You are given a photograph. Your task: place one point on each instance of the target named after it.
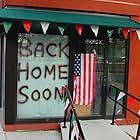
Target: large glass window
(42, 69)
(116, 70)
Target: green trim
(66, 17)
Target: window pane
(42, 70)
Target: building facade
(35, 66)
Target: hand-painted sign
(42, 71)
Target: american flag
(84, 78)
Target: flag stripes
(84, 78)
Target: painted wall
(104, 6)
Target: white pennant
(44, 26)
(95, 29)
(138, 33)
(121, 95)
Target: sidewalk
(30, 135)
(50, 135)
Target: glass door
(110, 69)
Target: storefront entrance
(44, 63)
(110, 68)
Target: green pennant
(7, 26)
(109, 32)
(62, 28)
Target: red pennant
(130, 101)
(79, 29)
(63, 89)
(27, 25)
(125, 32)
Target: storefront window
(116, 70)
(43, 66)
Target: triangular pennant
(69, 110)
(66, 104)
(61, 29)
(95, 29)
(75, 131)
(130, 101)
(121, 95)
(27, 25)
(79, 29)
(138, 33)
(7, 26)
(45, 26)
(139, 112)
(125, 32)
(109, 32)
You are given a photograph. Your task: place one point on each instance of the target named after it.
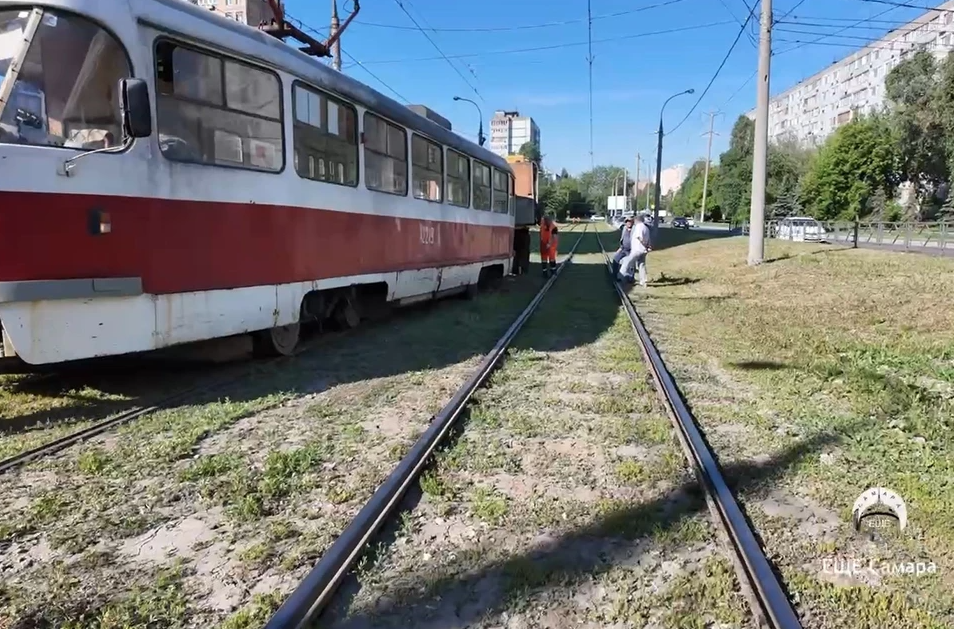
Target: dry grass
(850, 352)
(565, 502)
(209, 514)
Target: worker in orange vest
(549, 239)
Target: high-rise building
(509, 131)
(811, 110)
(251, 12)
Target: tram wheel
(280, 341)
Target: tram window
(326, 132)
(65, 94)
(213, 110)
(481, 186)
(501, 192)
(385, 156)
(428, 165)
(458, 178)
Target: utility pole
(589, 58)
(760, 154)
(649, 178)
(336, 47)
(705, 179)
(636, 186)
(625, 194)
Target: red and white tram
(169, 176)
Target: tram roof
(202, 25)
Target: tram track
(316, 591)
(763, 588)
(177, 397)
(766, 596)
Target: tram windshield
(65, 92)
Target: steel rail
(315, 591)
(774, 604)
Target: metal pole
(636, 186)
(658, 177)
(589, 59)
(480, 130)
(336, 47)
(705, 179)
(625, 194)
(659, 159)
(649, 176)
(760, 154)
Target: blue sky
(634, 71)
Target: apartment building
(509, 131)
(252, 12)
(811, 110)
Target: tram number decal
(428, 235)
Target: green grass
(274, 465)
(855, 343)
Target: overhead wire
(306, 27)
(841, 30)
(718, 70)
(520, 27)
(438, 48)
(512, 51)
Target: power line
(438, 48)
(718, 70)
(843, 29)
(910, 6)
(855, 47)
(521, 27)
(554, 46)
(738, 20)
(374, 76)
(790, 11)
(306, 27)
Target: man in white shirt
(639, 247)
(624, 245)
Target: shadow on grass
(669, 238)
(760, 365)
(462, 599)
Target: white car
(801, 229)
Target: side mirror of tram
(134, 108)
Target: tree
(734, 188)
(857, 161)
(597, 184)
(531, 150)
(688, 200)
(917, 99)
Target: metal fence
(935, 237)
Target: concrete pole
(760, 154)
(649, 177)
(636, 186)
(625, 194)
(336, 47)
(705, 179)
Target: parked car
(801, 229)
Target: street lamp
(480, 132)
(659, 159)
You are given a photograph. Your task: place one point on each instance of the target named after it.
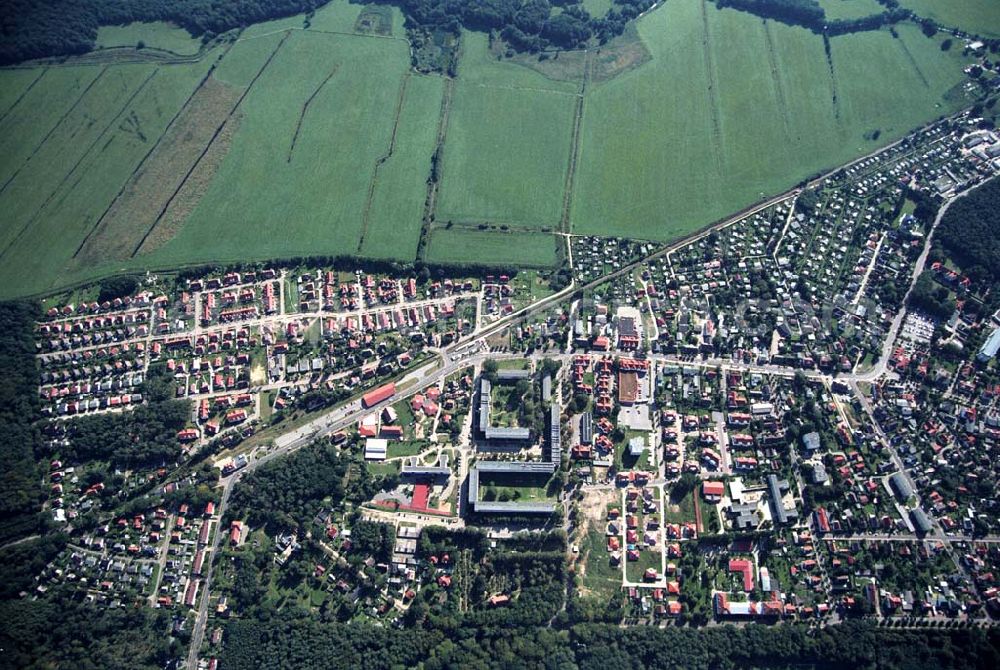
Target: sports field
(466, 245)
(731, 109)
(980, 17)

────────────────────────────────────────

> _The exercise_
Reproduce the material above in full, substituting "image" for each occurrence of "photograph" and keeping everything else unchanged. Leave the pictures out of your answer.

> _Output below_
You are given a image. Your task: place one point on each instance of the target named after it.
Target: large glass window
(42, 69)
(116, 70)
Target: green trim
(66, 17)
Target: window pane
(42, 70)
Target: building facade
(35, 66)
Target: hand-painted sign
(42, 71)
Target: american flag
(84, 78)
Target: flag stripes
(84, 78)
Target: painted wall
(104, 6)
Target: white pennant
(44, 26)
(95, 29)
(138, 33)
(121, 95)
Target: sidewalk
(30, 135)
(50, 135)
Target: glass door
(110, 69)
Target: storefront entrance
(44, 63)
(110, 68)
Target: green pennant
(7, 26)
(109, 32)
(62, 28)
Target: red pennant
(130, 101)
(79, 29)
(63, 89)
(27, 25)
(125, 32)
Target: storefront window
(116, 70)
(43, 66)
Target: triangular pennant
(69, 110)
(66, 104)
(61, 29)
(95, 29)
(75, 131)
(130, 101)
(121, 95)
(27, 25)
(79, 29)
(138, 33)
(7, 26)
(45, 26)
(139, 112)
(125, 32)
(109, 32)
You are given a image. Your task: place one point on each instance of the target named after it.
Target: dry grass
(850, 352)
(565, 502)
(209, 514)
Target: worker in orange vest
(549, 239)
Target: high-rise building
(509, 131)
(811, 110)
(251, 12)
Target: tram wheel
(280, 341)
Target: tram window
(326, 132)
(65, 94)
(213, 110)
(481, 186)
(501, 192)
(385, 156)
(428, 165)
(458, 178)
Target: utility pole
(589, 58)
(760, 154)
(649, 178)
(336, 47)
(705, 179)
(636, 186)
(625, 194)
Target: red and white tram
(169, 176)
Target: tram roof
(202, 25)
Target: tram track
(316, 591)
(763, 588)
(177, 397)
(766, 596)
Target: tram windshield
(65, 92)
Target: steel rail
(315, 591)
(774, 604)
Target: metal pole
(636, 186)
(658, 177)
(589, 59)
(480, 130)
(336, 47)
(705, 179)
(625, 194)
(659, 159)
(649, 176)
(760, 154)
Target: blue sky
(634, 71)
Target: apartment building
(509, 131)
(252, 12)
(811, 110)
Target: tram number decal
(428, 235)
Target: green grass
(274, 465)
(855, 343)
Target: overhead wire
(306, 27)
(841, 30)
(718, 70)
(520, 27)
(438, 48)
(512, 51)
Target: power line
(438, 48)
(718, 70)
(843, 29)
(910, 6)
(855, 47)
(521, 27)
(554, 46)
(738, 20)
(374, 76)
(790, 11)
(306, 27)
Target: man in white shirt
(639, 247)
(624, 245)
Target: shadow on grass
(669, 238)
(760, 365)
(462, 599)
Target: white car
(801, 229)
Target: side mirror of tram
(134, 108)
Target: tree
(734, 188)
(857, 161)
(597, 184)
(531, 150)
(688, 200)
(917, 99)
Target: metal fence
(935, 237)
Target: concrete pole
(760, 154)
(649, 177)
(636, 186)
(625, 194)
(336, 47)
(705, 179)
Target: parked car
(801, 229)
Target: street lamp
(480, 132)
(659, 159)
You are given a image. Your task: place one point on each instance of the target named after it.
Target: sports field
(466, 245)
(731, 109)
(980, 17)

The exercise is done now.